▸ Texto proporcionado:
Molina dice que le interesa la política desde que era adolescente, en los años ’90. Antes del kirchnerismo depositaba su voto en partidos trotskistas y se sentía orgulloso de no elegir a nadie que fuera a gobernar. “Yo voto a los que sacan el uno por ciento”, repetía en ese pasado donde se jactaba de ser “muy punk y anti sistema”. En 2003 votó al Partido Obrero; en las presidenciales del 2007, a Pino Solanas, un voto del que se arrepiente, confiesa. “Como muchos en 2008, durante el conflicto con el campo, ya tenía simpatías con el kirchnerismo, pero ahí me animé a hacerlas explícitas y a que no me diera vergüenza apoyar a un gobierno que está gobernando con sus claroscuros, con sus cosas buenas y malas”, plantea. “Ya tenía más de treinta años, era padre y eso te ubica de un modo un poco diferente en la realidad. La realidad ya no se mira desde afuera; uno está inserto y se tiene que embarrar. En ese momento, no sólo era lo menos malo el kirchnerismo, sino que es algo que nunca hubiera imaginado que iba a pasar.”
–En Los puentes magnéticos también está presente el peronismo en una película independiente en la que participa Camila, “un policial retrofuturista”.
–Quise que estuvieran esas marcas: desaparecidos, peronismo, pero no bajando línea, sino como parte de la realidad de la novela, sin hacer un juicio valorativo. No sé cómo denominar lo que escribo, no soy muy bueno leyendo mis libros. Si bien hay muchos que pueden llegar a decir que son costumbristas, para mí no es exactamente costumbrismo. Es un realismo que tiene sus propias lógicas internas, su propio sistema de casualidades.

▸ Extracto de datos:
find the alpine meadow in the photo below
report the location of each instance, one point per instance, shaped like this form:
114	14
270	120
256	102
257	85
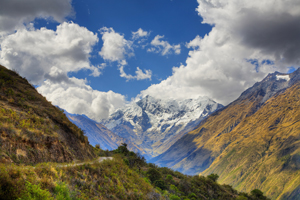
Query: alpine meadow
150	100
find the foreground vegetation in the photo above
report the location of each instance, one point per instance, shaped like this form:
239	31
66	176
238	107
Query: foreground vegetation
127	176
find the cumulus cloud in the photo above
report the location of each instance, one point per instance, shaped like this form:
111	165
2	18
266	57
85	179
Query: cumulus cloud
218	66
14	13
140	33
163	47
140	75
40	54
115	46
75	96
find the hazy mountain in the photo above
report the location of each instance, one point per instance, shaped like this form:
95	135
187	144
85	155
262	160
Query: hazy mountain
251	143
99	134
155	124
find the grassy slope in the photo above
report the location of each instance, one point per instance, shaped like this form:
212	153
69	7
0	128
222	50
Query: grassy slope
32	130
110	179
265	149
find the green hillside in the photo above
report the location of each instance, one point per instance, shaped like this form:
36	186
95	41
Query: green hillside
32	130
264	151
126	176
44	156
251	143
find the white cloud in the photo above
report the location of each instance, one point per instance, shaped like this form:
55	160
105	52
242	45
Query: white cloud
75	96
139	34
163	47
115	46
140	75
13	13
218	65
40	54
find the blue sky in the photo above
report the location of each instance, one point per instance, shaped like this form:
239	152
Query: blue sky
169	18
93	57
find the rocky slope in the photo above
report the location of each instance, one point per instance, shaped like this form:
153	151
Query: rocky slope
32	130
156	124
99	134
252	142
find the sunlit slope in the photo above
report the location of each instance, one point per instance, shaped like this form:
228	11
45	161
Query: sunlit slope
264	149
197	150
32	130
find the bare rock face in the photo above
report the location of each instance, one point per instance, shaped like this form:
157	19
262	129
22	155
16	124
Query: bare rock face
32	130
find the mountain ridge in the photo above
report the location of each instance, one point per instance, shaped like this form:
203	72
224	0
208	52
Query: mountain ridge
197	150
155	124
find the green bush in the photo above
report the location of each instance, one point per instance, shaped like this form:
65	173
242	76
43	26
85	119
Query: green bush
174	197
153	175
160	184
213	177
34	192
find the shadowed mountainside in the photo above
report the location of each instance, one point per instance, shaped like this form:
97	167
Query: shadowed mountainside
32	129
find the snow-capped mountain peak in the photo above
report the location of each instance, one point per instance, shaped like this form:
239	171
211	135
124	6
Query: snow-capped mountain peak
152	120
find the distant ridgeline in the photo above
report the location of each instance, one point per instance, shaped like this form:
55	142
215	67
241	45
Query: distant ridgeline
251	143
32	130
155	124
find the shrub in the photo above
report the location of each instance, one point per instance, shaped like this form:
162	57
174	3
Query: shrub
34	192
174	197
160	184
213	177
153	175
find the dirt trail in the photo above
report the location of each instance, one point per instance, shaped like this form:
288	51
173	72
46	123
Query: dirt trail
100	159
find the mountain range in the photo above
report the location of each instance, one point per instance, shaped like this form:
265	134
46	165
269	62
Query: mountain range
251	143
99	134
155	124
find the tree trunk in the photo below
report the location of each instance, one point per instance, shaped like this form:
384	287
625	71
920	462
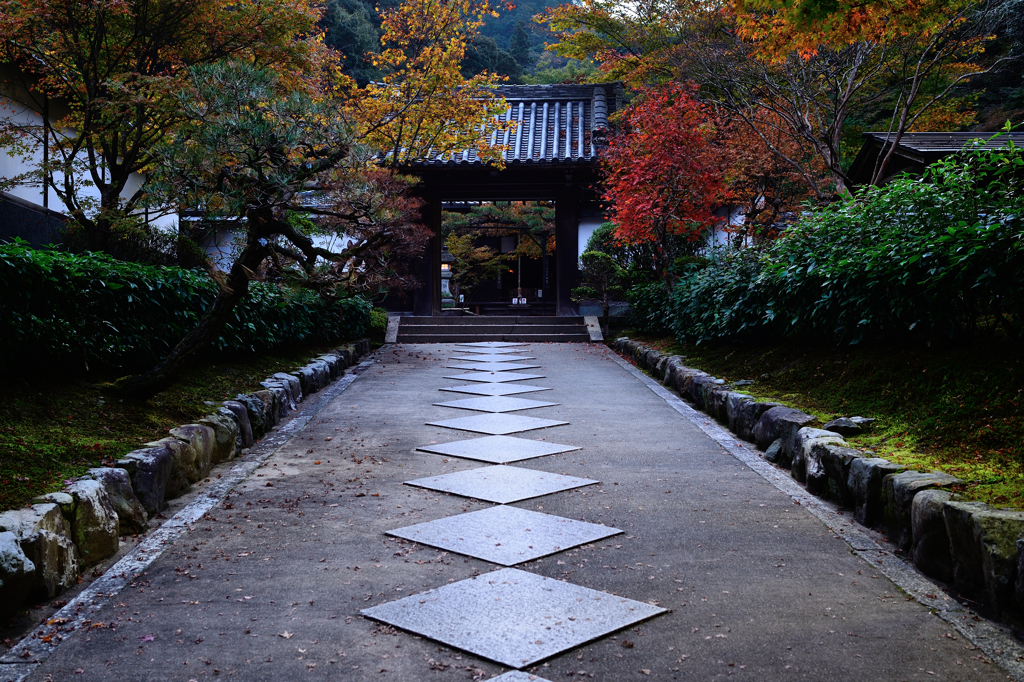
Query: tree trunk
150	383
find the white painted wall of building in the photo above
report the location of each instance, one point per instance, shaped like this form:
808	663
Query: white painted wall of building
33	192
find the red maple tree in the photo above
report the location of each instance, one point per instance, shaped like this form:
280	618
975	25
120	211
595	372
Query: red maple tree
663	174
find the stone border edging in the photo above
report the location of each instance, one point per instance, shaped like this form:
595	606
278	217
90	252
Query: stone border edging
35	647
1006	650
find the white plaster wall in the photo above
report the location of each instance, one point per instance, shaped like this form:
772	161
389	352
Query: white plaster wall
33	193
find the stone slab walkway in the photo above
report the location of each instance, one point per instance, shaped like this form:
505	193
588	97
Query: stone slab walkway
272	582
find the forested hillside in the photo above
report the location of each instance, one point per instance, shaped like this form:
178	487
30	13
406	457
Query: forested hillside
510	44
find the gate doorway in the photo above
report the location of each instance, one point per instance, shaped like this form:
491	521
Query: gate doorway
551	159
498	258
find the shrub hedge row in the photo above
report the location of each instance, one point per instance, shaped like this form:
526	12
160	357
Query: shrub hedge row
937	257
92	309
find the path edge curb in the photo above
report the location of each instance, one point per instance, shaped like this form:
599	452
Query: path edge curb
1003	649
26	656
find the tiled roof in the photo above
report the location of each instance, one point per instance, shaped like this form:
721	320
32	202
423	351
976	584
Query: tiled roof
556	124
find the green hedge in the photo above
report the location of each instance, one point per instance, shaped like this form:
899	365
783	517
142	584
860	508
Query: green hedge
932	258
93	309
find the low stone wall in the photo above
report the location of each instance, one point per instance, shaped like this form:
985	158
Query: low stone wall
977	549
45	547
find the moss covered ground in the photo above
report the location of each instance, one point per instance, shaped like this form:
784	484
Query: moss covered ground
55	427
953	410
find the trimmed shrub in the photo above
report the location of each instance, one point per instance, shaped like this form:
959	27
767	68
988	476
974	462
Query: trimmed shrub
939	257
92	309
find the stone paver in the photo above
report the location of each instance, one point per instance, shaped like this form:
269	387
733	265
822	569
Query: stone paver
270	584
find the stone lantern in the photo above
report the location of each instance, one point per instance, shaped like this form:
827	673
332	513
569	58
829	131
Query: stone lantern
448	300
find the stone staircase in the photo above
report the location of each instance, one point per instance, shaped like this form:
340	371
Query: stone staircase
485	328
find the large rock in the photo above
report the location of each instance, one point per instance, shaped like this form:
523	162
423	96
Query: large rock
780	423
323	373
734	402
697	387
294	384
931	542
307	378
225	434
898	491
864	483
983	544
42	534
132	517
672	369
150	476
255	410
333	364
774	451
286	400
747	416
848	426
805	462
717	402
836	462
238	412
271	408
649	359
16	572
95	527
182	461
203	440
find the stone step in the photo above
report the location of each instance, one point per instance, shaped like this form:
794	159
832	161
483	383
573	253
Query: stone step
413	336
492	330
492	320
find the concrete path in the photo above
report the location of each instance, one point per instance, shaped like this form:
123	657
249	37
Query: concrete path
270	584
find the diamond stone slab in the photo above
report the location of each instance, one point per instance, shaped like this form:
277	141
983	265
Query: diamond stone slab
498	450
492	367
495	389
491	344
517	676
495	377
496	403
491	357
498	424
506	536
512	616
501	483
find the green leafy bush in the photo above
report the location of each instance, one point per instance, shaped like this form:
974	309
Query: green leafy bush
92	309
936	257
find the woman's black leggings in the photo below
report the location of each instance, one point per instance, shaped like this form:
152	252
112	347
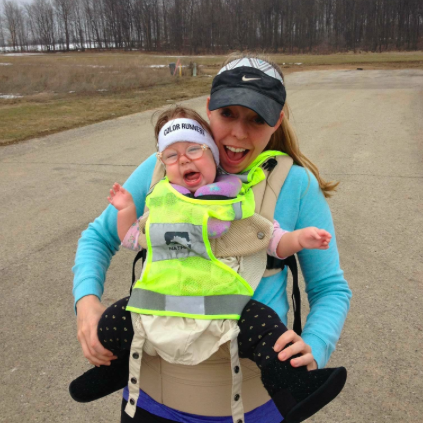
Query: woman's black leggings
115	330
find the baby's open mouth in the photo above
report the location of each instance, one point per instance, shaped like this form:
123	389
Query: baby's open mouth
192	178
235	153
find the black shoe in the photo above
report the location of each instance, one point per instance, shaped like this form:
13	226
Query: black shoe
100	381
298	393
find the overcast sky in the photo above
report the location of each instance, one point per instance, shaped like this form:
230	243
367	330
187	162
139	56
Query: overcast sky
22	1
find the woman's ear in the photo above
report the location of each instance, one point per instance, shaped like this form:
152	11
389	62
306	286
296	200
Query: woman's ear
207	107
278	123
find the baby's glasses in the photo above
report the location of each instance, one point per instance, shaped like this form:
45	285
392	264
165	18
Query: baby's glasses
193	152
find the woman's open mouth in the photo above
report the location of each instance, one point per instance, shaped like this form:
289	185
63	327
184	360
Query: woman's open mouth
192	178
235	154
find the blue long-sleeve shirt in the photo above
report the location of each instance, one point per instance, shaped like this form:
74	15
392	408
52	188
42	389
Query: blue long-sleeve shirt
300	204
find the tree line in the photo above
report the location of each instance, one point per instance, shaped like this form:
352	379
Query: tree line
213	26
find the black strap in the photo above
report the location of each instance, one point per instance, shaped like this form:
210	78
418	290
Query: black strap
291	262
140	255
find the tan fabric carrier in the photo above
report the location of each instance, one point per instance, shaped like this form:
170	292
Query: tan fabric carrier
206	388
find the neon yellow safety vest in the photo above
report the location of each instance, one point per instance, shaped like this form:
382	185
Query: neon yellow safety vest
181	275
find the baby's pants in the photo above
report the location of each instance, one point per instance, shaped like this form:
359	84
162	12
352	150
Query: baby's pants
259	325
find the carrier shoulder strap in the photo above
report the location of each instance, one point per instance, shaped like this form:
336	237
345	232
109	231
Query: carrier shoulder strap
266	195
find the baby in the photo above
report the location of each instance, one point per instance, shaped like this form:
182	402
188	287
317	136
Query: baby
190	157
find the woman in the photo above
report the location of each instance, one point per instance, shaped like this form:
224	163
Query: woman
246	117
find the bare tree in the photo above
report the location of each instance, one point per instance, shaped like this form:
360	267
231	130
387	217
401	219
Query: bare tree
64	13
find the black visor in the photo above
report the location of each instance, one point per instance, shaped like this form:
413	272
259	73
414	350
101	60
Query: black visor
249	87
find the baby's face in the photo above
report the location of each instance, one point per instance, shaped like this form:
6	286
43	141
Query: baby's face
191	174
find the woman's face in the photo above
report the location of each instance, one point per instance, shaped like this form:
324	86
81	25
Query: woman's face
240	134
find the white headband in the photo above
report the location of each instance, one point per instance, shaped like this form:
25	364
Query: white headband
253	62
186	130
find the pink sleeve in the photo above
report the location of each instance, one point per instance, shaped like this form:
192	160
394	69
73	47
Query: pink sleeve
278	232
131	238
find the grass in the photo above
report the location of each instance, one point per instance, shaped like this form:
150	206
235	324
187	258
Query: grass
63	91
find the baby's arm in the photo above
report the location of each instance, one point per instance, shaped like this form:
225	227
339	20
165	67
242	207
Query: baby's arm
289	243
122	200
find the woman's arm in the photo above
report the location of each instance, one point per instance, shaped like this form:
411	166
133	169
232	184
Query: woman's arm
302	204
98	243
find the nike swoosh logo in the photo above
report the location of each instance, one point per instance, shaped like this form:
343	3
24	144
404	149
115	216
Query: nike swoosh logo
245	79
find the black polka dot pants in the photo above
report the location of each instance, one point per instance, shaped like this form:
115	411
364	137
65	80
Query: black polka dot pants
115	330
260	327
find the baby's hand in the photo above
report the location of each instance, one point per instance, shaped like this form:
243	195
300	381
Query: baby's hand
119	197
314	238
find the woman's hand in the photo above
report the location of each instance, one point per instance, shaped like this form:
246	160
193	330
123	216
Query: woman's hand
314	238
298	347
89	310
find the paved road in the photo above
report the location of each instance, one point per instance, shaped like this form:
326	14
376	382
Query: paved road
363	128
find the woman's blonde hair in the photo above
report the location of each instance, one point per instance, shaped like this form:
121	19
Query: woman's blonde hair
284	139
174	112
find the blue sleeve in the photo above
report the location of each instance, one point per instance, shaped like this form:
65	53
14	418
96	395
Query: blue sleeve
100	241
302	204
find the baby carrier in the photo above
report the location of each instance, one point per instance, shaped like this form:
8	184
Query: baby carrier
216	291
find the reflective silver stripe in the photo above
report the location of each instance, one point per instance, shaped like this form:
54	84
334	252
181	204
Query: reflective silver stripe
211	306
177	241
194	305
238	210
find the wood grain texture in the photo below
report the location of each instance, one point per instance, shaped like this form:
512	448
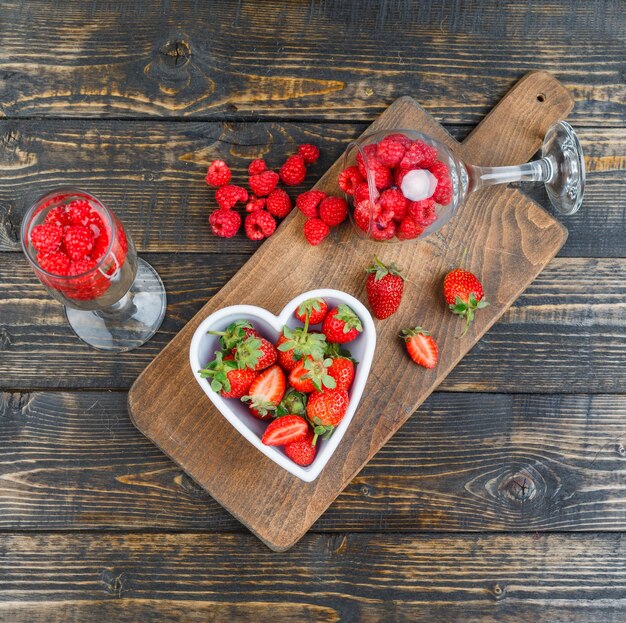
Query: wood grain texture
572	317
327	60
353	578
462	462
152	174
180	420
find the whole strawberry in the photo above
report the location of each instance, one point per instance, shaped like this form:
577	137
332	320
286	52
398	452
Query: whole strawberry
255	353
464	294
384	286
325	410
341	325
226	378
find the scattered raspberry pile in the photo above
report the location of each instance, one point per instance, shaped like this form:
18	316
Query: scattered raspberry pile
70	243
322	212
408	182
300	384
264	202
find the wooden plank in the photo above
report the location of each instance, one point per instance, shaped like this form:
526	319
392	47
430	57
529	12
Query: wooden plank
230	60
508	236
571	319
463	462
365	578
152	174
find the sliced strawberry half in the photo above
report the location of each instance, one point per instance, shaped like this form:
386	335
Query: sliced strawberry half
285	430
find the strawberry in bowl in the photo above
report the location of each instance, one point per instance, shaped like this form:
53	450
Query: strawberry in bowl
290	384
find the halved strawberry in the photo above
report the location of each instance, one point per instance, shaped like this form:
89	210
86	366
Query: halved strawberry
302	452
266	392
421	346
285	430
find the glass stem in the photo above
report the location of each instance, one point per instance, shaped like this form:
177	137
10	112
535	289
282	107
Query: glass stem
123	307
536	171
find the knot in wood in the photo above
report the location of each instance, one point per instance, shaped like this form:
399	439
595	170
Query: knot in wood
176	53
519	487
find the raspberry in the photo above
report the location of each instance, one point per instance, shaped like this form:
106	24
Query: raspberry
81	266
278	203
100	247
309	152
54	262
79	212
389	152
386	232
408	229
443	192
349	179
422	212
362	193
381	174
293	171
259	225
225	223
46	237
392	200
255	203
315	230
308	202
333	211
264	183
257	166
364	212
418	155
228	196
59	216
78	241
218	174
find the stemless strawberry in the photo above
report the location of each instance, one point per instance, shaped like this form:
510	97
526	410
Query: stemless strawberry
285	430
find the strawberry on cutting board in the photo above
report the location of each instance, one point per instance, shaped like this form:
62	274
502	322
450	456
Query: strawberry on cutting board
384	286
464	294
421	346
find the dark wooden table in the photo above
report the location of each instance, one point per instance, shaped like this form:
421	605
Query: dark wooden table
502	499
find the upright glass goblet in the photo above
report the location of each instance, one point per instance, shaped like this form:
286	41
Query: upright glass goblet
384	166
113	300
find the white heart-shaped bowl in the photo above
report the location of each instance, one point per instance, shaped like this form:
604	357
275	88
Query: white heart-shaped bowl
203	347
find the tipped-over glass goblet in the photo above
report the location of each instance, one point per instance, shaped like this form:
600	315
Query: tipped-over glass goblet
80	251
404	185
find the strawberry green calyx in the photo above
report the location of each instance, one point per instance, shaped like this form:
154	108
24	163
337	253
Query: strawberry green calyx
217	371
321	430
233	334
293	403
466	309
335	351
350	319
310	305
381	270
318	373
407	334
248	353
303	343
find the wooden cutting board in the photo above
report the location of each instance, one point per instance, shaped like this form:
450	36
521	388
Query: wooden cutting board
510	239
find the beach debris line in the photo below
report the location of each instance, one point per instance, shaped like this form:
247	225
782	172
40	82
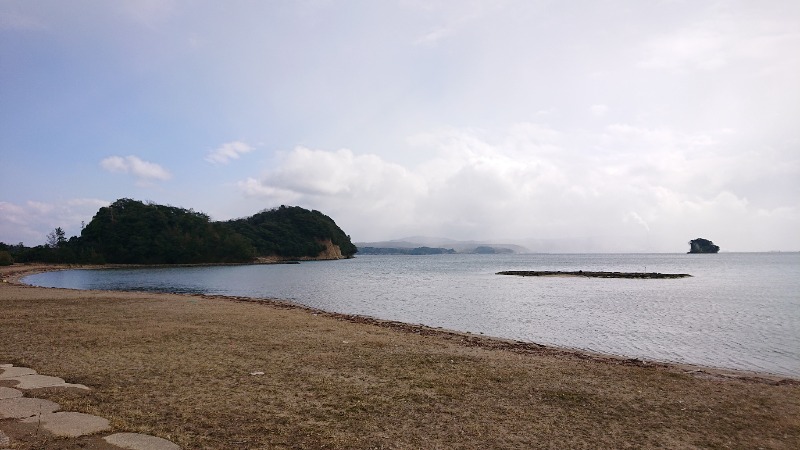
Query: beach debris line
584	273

▸ Objetivo indicado 1:
¿A qué partido votó Molina en 2003, según el texto proporcionado?
▸ Objetivo indicado 2:
Indica si cada afirmación concuerda con el texto proporcionado y cita las palabras exactas que lo deciden. (a) Molina votó a Pino Solanas en las presidenciales de 2007. (b) Molina se considera buen lector de sus propios libros. (c) Molina define lo que escribe como costumbrismo.

▸ Respuesta del ejercicio 1:
Al Partido Obrero.

▸ Respuesta del ejercicio 2:
(a) Sí: «en las presidenciales del 2007, a Pino Solanas».
(b) No: «no soy muy bueno leyendo mis libros».
(c) No: «para mí no es exactamente costumbrismo».